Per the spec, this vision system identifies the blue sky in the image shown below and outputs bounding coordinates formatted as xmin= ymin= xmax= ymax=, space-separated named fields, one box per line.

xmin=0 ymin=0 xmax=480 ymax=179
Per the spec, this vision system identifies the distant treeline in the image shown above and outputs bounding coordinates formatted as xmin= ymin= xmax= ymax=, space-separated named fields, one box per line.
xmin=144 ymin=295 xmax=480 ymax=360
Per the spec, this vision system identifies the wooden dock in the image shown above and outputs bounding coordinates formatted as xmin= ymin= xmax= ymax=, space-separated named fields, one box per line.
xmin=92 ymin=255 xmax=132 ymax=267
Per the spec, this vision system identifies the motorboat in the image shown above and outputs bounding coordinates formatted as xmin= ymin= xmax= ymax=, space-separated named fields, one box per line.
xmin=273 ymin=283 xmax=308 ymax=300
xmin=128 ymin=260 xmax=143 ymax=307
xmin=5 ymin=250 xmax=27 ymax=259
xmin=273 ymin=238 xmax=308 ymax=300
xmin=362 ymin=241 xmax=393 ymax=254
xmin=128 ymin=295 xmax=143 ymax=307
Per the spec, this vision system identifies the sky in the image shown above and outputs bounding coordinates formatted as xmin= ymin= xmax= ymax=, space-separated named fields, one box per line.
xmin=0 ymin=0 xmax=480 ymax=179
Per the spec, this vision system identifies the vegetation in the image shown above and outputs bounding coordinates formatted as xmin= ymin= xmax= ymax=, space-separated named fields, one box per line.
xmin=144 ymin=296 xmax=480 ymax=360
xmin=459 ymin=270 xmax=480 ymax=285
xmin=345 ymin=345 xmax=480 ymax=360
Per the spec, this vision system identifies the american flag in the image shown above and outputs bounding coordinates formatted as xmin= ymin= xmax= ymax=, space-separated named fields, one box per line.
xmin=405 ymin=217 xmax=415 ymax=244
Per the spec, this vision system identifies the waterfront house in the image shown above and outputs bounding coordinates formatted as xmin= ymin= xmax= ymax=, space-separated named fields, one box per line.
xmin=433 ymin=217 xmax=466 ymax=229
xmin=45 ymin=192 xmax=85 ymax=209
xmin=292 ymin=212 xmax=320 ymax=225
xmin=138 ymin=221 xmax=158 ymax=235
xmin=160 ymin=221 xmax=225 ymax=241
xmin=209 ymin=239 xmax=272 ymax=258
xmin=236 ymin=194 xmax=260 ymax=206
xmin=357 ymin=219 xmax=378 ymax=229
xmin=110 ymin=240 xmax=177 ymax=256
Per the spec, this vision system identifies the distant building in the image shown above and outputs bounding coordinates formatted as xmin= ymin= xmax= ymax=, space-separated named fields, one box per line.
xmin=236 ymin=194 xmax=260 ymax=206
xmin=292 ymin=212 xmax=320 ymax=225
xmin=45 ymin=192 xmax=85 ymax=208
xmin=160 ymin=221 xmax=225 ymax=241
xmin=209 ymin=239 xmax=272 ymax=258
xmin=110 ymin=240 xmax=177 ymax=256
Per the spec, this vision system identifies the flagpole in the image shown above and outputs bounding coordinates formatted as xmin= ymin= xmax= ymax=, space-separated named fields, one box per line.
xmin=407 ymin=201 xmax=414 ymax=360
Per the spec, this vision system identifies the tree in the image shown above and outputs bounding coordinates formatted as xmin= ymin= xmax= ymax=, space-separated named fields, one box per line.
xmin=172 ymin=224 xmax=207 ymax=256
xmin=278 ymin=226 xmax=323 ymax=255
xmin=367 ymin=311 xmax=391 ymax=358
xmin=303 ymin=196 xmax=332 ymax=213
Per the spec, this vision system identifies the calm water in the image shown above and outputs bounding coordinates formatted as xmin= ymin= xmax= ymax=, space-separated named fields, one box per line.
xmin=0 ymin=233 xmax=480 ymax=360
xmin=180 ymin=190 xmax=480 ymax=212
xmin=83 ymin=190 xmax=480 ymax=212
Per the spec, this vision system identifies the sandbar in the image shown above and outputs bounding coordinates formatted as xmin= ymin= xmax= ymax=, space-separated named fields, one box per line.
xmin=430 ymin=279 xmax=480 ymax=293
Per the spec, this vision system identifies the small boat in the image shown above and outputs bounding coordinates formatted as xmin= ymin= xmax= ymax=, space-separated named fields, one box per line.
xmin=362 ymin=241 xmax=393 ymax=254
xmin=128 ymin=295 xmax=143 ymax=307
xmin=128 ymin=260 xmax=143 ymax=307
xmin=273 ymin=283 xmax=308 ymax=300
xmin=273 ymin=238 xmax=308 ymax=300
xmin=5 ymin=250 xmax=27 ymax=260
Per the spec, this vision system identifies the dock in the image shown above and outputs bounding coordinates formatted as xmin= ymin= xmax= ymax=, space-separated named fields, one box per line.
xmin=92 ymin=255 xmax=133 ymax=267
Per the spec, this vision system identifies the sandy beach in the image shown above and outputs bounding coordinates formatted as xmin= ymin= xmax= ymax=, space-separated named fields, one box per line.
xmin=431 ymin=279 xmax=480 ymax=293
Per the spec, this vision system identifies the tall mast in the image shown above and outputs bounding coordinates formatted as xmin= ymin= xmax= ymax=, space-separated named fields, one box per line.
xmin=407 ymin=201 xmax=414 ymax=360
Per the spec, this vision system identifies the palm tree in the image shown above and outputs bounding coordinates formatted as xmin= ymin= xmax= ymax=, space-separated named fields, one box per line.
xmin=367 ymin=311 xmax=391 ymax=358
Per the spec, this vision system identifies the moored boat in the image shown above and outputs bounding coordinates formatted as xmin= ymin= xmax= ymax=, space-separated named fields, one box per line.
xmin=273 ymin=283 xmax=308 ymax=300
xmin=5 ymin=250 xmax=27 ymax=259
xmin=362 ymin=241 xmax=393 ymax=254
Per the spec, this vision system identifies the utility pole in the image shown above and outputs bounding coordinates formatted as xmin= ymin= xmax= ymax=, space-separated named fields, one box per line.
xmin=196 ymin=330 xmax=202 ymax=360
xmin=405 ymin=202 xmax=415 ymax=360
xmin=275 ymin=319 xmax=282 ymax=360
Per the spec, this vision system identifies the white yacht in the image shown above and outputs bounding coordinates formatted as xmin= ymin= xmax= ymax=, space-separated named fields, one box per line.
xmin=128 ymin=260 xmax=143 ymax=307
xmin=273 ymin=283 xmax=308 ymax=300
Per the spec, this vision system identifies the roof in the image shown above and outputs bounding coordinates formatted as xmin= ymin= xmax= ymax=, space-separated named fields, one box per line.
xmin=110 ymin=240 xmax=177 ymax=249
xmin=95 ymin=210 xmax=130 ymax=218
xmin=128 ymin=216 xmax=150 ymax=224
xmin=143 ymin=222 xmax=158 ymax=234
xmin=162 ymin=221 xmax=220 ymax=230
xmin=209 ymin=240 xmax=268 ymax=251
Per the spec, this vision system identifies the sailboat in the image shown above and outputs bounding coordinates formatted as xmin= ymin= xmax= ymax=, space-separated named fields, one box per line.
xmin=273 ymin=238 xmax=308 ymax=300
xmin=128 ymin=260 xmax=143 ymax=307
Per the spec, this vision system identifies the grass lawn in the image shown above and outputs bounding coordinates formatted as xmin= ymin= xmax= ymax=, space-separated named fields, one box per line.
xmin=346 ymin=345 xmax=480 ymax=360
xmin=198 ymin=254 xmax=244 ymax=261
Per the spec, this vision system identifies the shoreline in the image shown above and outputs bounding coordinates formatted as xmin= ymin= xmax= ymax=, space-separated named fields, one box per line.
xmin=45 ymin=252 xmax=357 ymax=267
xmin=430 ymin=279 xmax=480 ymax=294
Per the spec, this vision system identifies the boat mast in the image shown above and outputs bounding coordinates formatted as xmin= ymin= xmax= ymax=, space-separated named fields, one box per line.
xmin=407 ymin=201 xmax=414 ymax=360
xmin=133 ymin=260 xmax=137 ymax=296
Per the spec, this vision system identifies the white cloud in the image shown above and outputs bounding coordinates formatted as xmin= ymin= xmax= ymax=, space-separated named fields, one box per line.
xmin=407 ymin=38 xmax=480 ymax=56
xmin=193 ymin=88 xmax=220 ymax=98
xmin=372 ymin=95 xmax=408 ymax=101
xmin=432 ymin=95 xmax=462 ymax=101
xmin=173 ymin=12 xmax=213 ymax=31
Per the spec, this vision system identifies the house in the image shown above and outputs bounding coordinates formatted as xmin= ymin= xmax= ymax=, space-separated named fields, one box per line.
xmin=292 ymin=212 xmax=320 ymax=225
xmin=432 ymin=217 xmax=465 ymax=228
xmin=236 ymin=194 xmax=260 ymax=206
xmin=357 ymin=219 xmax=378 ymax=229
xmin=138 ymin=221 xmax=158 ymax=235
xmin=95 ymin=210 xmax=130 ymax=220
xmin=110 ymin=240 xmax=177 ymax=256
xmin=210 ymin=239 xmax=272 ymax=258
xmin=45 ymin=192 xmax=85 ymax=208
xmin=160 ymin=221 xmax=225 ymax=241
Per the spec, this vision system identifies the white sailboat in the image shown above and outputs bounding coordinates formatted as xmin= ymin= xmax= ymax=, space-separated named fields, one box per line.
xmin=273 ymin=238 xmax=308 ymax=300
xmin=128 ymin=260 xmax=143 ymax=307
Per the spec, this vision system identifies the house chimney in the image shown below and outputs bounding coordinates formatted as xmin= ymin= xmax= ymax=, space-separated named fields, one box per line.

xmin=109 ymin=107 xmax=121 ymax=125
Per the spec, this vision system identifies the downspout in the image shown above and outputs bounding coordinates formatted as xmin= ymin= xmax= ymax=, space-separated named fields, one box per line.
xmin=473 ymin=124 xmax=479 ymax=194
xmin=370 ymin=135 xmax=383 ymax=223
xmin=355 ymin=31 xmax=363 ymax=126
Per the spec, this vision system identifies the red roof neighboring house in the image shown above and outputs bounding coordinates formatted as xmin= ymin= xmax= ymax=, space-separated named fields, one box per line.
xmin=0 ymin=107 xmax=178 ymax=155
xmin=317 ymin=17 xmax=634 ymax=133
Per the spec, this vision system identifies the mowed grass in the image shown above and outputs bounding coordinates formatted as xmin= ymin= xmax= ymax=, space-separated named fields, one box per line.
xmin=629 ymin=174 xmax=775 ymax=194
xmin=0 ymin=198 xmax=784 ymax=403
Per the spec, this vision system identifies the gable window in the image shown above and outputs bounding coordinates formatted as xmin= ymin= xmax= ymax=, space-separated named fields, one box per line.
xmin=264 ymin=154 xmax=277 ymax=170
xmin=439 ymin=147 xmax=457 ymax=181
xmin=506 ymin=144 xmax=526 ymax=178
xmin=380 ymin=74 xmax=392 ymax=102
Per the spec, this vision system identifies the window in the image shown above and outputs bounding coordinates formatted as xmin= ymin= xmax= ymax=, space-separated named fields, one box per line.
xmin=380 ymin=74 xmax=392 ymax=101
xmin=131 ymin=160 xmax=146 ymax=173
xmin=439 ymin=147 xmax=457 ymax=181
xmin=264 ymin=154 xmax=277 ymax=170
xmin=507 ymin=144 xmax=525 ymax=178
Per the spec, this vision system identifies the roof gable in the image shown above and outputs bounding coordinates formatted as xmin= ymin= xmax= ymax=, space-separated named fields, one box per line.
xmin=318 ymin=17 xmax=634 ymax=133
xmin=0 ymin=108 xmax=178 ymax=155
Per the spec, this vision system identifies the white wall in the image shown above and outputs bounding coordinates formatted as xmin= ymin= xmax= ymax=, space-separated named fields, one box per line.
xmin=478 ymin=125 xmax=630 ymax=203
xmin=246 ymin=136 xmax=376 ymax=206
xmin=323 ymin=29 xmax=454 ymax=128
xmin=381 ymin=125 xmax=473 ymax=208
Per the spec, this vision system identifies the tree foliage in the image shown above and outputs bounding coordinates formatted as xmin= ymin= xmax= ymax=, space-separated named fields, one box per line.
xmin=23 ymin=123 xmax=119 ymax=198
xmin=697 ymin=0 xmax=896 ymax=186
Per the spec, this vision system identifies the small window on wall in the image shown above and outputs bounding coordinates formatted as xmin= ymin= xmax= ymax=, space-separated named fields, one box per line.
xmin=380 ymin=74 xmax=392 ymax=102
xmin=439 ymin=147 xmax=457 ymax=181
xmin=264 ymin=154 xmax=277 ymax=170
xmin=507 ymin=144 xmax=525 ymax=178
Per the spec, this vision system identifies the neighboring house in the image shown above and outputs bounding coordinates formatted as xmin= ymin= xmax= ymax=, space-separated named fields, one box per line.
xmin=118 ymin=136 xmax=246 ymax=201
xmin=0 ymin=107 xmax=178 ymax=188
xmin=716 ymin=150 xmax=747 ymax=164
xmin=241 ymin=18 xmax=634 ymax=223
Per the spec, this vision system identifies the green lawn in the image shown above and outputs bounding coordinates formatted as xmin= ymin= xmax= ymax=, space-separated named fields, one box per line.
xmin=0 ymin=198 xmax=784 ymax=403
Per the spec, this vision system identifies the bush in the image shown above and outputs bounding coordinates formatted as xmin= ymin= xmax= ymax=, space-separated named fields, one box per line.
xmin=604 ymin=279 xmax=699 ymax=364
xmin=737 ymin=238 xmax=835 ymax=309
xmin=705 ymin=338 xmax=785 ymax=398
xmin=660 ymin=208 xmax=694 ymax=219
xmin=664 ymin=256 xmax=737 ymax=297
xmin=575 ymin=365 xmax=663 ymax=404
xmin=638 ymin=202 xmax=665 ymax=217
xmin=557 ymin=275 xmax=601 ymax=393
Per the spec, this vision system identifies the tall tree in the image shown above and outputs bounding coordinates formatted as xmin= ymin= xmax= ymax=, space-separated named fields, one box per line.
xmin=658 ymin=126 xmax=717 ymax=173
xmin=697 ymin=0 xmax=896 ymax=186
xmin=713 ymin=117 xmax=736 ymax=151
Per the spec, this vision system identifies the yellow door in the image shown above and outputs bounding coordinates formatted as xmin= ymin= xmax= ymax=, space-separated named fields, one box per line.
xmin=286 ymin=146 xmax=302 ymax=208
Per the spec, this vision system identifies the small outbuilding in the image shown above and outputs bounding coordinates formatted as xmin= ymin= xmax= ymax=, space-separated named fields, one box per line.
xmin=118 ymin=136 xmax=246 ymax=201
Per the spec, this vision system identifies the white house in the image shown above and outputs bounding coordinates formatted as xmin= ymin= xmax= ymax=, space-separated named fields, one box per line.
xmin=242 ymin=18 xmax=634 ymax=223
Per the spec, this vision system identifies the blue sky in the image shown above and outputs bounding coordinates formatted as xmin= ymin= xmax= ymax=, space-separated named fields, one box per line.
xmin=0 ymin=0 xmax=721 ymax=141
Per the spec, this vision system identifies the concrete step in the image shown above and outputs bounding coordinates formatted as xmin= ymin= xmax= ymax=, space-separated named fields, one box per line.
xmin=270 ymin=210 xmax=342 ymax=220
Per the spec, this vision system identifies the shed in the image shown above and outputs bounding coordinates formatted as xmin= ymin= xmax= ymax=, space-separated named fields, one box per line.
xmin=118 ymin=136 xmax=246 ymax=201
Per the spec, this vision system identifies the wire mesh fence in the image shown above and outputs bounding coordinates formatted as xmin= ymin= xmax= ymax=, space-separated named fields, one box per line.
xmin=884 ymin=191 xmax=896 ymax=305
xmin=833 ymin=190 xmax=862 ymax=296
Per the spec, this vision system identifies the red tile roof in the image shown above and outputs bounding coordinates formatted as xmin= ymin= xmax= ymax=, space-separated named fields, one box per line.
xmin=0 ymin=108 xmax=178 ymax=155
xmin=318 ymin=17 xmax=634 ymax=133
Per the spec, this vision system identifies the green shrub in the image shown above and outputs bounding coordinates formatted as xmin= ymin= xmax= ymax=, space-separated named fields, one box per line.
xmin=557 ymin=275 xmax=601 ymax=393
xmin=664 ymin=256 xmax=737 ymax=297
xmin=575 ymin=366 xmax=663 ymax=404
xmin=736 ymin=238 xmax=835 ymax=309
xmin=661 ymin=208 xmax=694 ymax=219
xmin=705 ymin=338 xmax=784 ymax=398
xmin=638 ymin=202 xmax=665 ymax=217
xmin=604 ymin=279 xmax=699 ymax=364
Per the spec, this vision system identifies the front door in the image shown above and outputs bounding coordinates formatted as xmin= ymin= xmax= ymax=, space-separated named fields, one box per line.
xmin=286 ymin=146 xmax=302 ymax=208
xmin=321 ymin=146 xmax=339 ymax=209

:::

◆ WHAT IS EXPECTED ◆
How many lines in the rows above contain the word "neighboring"? Reply with the number alone.

◆ FINISHED ANSWER ◆
2